Page text:

Observe how lists are defined recursively: removing the annotations, an expression list is defined as:

expr_list = expr_list separator expr | expr;

The annotations {-> ...} define conversions between the concrete syntax of the grammar as expressed using the Productions and the abstract syntax as defined by the AST. Every production rule is on the left-hand side annotated with the corresponding rule in the AST, for example

arg_decl_list {-> funcarg* }

means that the list of argument declarations will be mapped to a list of funcarg. The annotations on the right-hand side express the conversion for every alternative of the production, for example

c_int_type identifier {-> New funcarg.argtup (c_int_type,identifier)};

creates a new leaf node in the AST. For productions that include other productions, the annotation does not explicity create a new node but calls the annotation of the nested production. For example, in the arg_decl_list production the alternative asingle

{asingle}  func_arg {-> [func_arg.funcarg]}

is mapped to a one-element list which contains a call to the right-hand side transformation rule of func_arg. When the mapping between the concrete syntax and AST is direct, e.g. for expr or c_int_type, the annotations can be omitted.

Generating the Java parser

Running sablecc on this grammar file

$ sablecc c_style_funcdef.sablecc3

results in generation of a set of Java classes implementing the lexer, parser, AST and tree walkers. The class hierarchy starts with the name defined using the Package declaration in the grammar file, in our case CFundef:

CFundef/
    analysis/
    lexer/
    node/
    parser/

In practice,the directories that contain classes of interest to us are analysis and node. The latter contains classes implementing all nodes of the AST. The names of the classes are composed as follows: 'T' for terminals (Tokens), 'P' for Productions, 'A' for alternatives of a rule; then the name of the token or AST node in camelcase, e.g. TCmp, PExpr or AFundefBindExpr.

Entries:
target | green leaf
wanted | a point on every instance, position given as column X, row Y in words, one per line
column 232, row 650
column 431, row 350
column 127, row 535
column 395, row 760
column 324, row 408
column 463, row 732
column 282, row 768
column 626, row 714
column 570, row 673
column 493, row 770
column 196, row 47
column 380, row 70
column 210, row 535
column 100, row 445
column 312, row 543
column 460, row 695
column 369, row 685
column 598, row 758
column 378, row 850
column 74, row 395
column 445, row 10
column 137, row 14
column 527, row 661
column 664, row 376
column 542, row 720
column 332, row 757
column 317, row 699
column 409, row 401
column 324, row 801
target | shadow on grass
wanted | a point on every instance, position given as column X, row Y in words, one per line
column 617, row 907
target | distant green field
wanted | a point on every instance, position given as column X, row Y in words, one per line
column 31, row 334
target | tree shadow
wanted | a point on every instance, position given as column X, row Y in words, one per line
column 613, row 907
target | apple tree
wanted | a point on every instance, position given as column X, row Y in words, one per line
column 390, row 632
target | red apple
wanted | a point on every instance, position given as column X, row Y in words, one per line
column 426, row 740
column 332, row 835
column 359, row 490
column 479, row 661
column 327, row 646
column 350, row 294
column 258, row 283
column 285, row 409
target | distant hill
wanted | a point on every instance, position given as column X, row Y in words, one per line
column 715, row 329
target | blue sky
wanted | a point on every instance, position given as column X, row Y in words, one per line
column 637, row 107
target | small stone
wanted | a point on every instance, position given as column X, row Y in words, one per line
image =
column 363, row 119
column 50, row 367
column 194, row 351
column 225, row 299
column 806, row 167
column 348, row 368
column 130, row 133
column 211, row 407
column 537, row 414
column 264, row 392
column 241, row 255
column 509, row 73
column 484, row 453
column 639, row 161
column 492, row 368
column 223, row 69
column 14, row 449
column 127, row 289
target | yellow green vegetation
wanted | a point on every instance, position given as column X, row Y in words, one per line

Task requirements:
A – In the SableCC text, transcribe the part between "Running sablecc on" and "PExpr or AFundefBindExpr.", inclusive.
B – Render this sentence from the SableCC text in Spanish: "When the mapping between the concrete syntax and AST is direct, e.g. for expr or c_int_type, the annotations can be omitted."
You won't need the entries for any of this.

Written responses:
A –
Running sablecc on this grammar file

$ sablecc c_style_funcdef.sablecc3

results in generation of a set of Java classes implementing the lexer, parser, AST and tree walkers. The class hierarchy starts with the name defined using the Package declaration in the grammar file, in our case CFundef:

CFundef/
    analysis/
    lexer/
    node/
    parser/

In practice,the directories that contain classes of interest to us are analysis and node. The latter contains classes implementing all nodes of the AST. The names of the classes are composed as follows: 'T' for terminals (Tokens), 'P' for Productions, 'A' for alternatives of a rule; then the name of the token or AST node in camelcase, e.g. TCmp, PExpr or AFundefBindExpr.

B – Cuando la correspondencia entre la sintaxis concreta y el AST es directa, p. ej. para expr o c_int_type, las anotaciones pueden omitirse.